▸ Exercise text:
--------------------------------
Hover any point to pull up the listing. Use the minimap up top to zoom into a tight cluster, or zoom back out to take in the whole picture.

Follow the depreciation curve

Image

We fit a depreciation curve through the market so you can see, at a glance, how value falls off with miles. Hover anywhere along the line and we'll tell you the predicted price at that mileage, plus how much the vehicle is depreciating per 1,000 miles. It's a quick gut-check on whether a listing's asking price is keeping pace with the market, or running ahead of it.

Compare vehicles side by side

Image

Cross-shopping two (or more) vehicles? Hit Compare and plot them on the same chart, each with its own color and its own trend line. Set up one cohort, then Duplicate it and tweak a single filter to see exactly how the two stack up... or point a cohort at a completely different vehicle (say, a Volvo XC90 against a BMW X5). The trend tooltip reads out every cohort's predicted price and depreciation at once.

Reshape the market with Advanced Controls

Image

This is where it gets fun. With Advanced Controls you can:

  • Switch between active listings and the ones we estimate have recently sold, to see what the market will actually bear.
  • Travel back in time to see where the market stood a week or a month ago.

Sold and historical figures are estimates rather than gospel, but they're awfully handy for sensing where things are heading. Advanced Controls are part of Visor Plus.
--------------------------------
(Point-per-instance localization data)
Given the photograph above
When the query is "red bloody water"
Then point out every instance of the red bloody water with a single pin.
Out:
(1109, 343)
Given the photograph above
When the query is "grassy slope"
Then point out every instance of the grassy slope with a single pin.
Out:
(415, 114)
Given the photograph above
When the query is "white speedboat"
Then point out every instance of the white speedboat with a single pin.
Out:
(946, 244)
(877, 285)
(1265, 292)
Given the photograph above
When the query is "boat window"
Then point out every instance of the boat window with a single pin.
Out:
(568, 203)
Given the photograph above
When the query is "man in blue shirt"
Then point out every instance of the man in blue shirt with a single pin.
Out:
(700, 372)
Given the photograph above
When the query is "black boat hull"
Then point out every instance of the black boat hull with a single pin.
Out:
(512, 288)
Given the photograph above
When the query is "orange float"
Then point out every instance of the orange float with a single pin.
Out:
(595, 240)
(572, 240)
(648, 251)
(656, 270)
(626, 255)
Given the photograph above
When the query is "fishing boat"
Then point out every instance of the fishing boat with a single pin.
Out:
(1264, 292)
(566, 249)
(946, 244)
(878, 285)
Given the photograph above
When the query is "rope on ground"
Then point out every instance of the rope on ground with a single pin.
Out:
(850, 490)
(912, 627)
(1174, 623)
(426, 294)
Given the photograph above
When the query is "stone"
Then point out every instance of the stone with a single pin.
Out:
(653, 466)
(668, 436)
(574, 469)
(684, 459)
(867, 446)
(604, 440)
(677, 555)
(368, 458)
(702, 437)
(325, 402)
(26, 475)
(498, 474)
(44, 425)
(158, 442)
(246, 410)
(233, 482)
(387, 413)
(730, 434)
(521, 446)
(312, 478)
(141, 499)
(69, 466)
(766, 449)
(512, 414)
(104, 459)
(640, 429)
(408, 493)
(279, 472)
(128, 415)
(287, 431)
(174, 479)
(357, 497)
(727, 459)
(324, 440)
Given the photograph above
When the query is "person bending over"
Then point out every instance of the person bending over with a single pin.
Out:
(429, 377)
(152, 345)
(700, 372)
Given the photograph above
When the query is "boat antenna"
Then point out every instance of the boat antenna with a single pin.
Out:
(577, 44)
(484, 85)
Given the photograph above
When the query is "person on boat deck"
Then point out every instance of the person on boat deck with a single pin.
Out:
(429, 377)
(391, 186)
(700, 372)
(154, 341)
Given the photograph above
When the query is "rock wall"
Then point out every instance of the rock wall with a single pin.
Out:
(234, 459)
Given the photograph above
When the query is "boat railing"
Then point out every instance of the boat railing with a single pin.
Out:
--------------------------------
▸ Tasks to perform:
a - Answer these questions from the vehicle-market page:
(i) What two figures appear when you hover along the depreciation curve?
(ii) Which two vehicles are offered as an example of comparing different models?
(iii) Which plan includes Advanced Controls?
b - Return the passage of the vehicle-market page between "Hover any point" and "ahead of it.", inclusive.
c - Translate this sentence from the vehicle-market page into French: "Travel back in time to see where the market stood a week or a month ago."

▸ Task responses:
a -
(i) The predicted price at that mileage and how much the vehicle is depreciating per 1,000 miles.
(ii) A Volvo XC90 and a BMW X5.
(iii) Visor Plus.

b -
Hover any point to pull up the listing. Use the minimap up top to zoom into a tight cluster, or zoom back out to take in the whole picture.

Follow the depreciation curve

Image

We fit a depreciation curve through the market so you can see, at a glance, how value falls off with miles. Hover anywhere along the line and we'll tell you the predicted price at that mileage, plus how much the vehicle is depreciating per 1,000 miles. It's a quick gut-check on whether a listing's asking price is keeping pace with the market, or running ahead of it.

c - Remontez dans le temps pour voir où en était le marché il y a une semaine ou un mois.